* begin *
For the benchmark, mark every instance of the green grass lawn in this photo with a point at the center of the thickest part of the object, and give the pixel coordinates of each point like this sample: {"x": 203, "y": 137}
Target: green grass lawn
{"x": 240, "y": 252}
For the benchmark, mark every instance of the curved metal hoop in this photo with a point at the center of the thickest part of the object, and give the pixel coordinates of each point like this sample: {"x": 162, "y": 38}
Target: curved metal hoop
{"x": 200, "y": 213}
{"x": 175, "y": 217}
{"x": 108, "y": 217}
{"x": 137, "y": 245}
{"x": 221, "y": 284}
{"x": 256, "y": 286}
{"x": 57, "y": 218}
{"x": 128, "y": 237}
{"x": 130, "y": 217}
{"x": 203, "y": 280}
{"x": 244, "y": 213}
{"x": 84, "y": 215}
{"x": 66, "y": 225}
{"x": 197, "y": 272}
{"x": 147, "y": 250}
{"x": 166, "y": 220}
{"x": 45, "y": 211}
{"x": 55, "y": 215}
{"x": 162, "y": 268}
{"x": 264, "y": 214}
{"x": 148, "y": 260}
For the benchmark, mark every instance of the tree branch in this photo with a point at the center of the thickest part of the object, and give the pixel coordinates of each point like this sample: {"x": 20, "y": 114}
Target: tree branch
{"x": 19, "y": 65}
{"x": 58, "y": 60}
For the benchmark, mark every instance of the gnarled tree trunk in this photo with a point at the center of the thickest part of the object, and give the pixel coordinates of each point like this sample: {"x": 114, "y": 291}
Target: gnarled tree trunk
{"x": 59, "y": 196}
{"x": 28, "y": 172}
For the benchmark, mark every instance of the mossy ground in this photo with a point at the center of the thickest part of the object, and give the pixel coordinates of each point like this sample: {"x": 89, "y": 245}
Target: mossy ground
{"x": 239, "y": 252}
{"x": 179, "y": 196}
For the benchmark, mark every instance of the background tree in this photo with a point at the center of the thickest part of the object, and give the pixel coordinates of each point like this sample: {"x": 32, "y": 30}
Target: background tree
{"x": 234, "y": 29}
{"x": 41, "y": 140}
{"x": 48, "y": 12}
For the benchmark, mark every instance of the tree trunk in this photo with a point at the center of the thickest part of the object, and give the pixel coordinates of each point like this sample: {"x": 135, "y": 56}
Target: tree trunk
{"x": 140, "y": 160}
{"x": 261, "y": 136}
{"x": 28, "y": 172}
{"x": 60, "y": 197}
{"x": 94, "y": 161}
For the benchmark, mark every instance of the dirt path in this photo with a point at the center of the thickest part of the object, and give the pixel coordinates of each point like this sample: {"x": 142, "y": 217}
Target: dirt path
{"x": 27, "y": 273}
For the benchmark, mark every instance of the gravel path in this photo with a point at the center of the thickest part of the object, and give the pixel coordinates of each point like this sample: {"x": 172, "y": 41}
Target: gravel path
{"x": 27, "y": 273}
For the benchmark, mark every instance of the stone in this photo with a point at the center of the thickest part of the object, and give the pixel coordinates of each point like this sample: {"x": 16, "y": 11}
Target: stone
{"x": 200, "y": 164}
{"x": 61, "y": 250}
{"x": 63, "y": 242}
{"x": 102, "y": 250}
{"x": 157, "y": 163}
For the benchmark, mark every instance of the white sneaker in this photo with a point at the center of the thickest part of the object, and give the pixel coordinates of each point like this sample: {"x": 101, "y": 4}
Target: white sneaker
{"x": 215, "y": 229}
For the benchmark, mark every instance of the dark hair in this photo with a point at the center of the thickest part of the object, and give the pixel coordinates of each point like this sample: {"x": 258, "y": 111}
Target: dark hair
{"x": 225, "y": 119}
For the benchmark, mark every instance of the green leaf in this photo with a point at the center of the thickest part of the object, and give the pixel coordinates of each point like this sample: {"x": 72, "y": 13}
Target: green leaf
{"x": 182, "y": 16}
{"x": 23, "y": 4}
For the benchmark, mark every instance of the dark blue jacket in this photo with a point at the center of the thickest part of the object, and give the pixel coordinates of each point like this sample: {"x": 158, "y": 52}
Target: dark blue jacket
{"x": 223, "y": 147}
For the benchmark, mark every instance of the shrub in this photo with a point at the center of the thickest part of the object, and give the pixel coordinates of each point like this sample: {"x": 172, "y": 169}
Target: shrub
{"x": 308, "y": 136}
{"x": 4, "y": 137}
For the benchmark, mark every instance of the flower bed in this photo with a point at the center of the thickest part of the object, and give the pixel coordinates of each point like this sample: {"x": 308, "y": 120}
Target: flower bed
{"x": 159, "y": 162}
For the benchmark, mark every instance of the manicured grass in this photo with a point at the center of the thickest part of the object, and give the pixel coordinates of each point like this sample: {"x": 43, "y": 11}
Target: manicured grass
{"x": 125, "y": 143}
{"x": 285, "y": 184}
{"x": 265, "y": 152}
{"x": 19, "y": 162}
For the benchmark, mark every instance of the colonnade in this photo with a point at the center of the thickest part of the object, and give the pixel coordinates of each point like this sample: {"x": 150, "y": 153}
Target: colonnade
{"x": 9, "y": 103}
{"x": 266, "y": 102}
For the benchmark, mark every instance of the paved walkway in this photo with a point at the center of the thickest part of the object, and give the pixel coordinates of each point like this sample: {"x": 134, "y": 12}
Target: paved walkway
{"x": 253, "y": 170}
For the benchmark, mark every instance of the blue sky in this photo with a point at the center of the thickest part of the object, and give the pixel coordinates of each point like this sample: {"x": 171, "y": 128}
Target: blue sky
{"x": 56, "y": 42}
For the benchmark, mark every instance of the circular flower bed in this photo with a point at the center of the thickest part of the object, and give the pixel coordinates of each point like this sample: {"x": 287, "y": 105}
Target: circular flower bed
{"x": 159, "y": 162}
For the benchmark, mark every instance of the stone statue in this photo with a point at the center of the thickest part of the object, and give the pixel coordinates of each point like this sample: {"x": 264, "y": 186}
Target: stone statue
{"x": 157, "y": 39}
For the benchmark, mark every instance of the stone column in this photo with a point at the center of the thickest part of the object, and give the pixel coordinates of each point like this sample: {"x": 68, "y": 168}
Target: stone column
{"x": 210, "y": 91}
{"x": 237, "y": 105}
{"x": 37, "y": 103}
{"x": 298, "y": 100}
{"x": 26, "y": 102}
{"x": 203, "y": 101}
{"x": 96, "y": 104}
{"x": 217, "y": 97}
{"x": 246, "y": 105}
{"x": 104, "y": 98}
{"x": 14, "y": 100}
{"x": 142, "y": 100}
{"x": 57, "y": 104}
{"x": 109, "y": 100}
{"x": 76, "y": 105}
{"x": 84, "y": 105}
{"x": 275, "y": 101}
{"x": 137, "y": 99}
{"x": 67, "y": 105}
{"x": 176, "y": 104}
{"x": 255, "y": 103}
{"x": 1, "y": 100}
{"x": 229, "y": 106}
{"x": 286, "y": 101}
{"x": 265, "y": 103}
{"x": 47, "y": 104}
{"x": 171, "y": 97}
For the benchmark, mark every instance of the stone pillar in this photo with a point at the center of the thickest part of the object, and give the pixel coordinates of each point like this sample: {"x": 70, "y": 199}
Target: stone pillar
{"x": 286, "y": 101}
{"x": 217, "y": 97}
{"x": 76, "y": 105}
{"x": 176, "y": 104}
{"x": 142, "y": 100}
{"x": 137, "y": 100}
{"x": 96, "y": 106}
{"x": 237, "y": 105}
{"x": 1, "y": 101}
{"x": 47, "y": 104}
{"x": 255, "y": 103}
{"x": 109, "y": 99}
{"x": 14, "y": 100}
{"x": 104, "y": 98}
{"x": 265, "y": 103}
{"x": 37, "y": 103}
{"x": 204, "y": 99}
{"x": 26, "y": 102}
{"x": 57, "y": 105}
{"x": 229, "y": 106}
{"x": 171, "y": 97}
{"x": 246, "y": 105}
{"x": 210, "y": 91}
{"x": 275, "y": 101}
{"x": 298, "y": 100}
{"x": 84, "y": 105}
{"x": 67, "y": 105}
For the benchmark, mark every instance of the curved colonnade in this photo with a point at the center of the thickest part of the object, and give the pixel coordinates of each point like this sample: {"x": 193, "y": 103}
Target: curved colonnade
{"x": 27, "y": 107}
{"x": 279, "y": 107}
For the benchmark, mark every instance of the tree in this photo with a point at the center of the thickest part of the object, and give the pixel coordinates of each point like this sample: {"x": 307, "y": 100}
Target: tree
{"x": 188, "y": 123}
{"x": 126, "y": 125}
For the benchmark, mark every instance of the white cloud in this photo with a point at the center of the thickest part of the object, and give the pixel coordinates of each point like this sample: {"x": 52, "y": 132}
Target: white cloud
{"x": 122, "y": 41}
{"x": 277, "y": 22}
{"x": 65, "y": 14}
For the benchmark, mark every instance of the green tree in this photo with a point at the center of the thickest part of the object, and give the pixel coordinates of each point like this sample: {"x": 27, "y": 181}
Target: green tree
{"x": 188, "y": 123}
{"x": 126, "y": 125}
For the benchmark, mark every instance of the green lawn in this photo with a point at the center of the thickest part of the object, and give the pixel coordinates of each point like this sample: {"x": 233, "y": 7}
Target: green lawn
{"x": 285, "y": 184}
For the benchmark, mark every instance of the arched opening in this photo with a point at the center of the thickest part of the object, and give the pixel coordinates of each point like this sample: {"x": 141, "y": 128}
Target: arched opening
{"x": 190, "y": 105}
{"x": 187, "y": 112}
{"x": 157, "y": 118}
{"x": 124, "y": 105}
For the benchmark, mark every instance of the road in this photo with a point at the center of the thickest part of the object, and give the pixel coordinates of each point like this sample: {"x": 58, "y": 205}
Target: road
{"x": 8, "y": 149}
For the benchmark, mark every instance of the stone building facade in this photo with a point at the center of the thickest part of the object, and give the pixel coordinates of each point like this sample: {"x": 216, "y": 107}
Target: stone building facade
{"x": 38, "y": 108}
* end *
Write out, word for word, every line from the one containing "For the benchmark, mark every instance of the white cloud" through the last line of the records above.

For the benchmark, mark every instance of the white cloud in this photo with a point at the center of the thickest part of the object, and give the pixel coordinates of each point like this sample: {"x": 52, "y": 132}
Target: white cloud
{"x": 122, "y": 41}
{"x": 277, "y": 22}
{"x": 65, "y": 14}
For the benchmark, mark every instance of the green tree in this photo with a point at the center of the thickest part of the object, and give the pixel coordinates of each point like this sample: {"x": 27, "y": 181}
Target: green tree
{"x": 188, "y": 123}
{"x": 126, "y": 125}
For the benchmark, mark every instance of the green lawn in this photo with a point at the center of the thickest part of the object, and give the pixel coordinates of each point like this sample: {"x": 233, "y": 7}
Target: green lawn
{"x": 285, "y": 184}
For the benchmark, mark every instance of the arched opening in this photo with a point at the center of the thickest part of the object, and give the pixel coordinates of each point like this sample: {"x": 141, "y": 128}
Target: arched opening
{"x": 190, "y": 105}
{"x": 187, "y": 112}
{"x": 157, "y": 118}
{"x": 124, "y": 105}
For the benchmark, mark every instance of the road in this photo with a point at the center of the thickest part of the object, and give the pixel coordinates of each point like this sample: {"x": 58, "y": 205}
Target: road
{"x": 8, "y": 149}
For the benchmark, mark every instance of the stone building facade in this photo with a point at the center of the thickest part of the object, and give the pixel coordinates of each point like this sample: {"x": 216, "y": 107}
Target: stone building facade
{"x": 38, "y": 108}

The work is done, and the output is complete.